• AVAILABLE DATA
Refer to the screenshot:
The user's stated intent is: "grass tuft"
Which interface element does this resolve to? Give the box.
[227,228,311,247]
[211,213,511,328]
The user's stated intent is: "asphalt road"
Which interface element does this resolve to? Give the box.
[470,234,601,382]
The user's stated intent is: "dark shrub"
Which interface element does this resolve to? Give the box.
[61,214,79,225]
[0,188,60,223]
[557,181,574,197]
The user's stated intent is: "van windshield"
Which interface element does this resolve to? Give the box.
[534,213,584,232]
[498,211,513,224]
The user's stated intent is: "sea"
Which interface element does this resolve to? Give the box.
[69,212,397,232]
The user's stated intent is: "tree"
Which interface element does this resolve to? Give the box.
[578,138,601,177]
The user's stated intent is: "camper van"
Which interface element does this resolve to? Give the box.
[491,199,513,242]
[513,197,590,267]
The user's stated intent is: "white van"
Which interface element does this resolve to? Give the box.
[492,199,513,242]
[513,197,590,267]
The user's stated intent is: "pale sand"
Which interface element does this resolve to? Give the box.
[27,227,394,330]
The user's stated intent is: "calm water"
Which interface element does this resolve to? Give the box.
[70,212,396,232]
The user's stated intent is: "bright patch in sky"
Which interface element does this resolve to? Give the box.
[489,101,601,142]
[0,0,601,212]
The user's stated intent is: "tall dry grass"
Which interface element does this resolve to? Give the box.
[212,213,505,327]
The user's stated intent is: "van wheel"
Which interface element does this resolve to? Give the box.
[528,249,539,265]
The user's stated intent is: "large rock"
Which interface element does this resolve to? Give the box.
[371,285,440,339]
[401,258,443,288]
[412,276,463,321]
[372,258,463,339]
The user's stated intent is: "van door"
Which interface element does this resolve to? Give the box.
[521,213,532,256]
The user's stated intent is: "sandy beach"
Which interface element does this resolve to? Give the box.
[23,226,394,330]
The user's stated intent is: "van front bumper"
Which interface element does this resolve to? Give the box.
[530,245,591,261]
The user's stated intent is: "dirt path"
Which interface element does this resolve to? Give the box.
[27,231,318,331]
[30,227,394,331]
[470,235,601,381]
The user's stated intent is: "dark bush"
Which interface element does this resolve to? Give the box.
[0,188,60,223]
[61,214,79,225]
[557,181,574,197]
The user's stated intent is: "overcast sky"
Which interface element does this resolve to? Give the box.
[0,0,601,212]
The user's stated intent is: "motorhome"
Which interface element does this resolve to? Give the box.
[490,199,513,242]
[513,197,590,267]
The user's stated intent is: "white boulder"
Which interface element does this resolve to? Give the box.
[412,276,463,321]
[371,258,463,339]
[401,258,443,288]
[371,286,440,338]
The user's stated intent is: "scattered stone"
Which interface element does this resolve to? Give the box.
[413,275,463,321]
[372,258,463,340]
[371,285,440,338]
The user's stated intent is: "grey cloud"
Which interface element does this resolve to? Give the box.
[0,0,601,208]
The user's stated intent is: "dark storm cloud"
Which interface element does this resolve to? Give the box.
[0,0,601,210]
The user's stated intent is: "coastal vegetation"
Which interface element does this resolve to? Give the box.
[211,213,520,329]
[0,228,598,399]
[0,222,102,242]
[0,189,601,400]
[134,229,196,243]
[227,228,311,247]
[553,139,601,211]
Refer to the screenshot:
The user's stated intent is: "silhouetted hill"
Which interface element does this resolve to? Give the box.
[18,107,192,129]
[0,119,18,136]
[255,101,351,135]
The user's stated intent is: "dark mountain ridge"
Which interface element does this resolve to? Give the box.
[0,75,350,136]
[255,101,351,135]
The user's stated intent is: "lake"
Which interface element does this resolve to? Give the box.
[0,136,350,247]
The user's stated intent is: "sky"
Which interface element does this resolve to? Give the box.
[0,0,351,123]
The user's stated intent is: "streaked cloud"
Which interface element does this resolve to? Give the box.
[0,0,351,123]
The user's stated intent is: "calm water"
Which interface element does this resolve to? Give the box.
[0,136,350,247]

• GIVEN TASK
Give only the number of lines in the rows above that contain the string "grass".

• EXERCISE ANSWER
2